→ Your task:
From the overheard bus scenes below, extract word for word the passage between "Eastbound 27, 12:45" and "call him Captain.", inclusive.

→ Page text:
Category Archives: overheard

Eastbound 4, 10:45 PM

A twentysomething woman and her kindergarten-age daughter follow a twentysomething man onto the bus. They sit in the forward-facing seats across from his, daughter near the window, mother near the aisle, facing the object of her pursuit.

Twentysomething woman, speaking loudly enough for everyone on the bus to hear: “I just don’t understand it. Guys are always trying to talk to me. Pretty much everyone wants to be with me, and I turn them down just to see the looks on their faces. Now I’m giving you the opportunity, and you don’t want it.”

The twentysomething man sits silently, looking somewhat embarrassed. The woman continues.

TSW: “I told my cousin you turned me down, and she was like, ‘Now that’s a first.’ For real, though, all kinds of dudes want to be with me. Basketball players have tried to holler, rappers try to get at me…”

She continues in this vein for several more minutes, until the man mumbles something unintelligible.

TSW: “What? Why can’t you tell me?” She gestures toward her daughter, who has witnessed the entire scene. “Is it her?”

Eastbound 27, 12:45 PM

In the front, a 27 regular: an elderly gentleman with a white beard who is never seen in public without his (rather tattered) Navy cap. Folks sometimes call him Captain.

In the back: a curly haired, two-year old boy, sitting on his mother’s lap, thoroughly enjoying the ride.

Little boy, giggling: “Whee! Whee! Wheeeeeeeeeeee!”

Captain turns toward the noise once, twice, three times, then rolls his eyes (twice) and sucks his teeth. The little boy, oblivious, continues.

→ Given information:
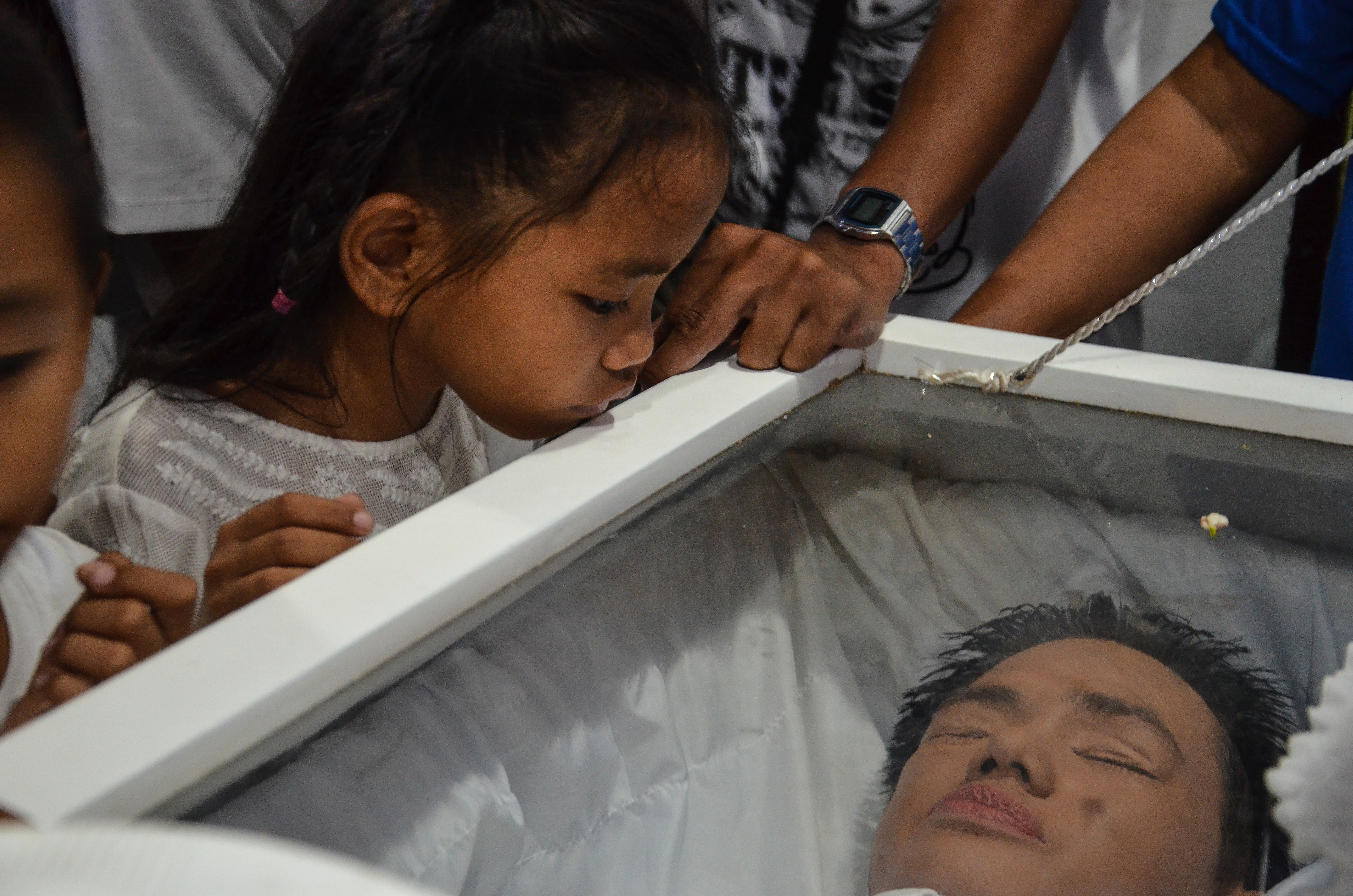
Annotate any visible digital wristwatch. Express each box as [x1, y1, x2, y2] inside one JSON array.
[[817, 187, 926, 299]]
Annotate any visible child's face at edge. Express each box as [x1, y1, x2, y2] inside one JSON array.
[[399, 141, 726, 438], [0, 141, 93, 558]]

→ In response:
Eastbound 27, 12:45 PM

In the front, a 27 regular: an elderly gentleman with a white beard who is never seen in public without his (rather tattered) Navy cap. Folks sometimes call him Captain.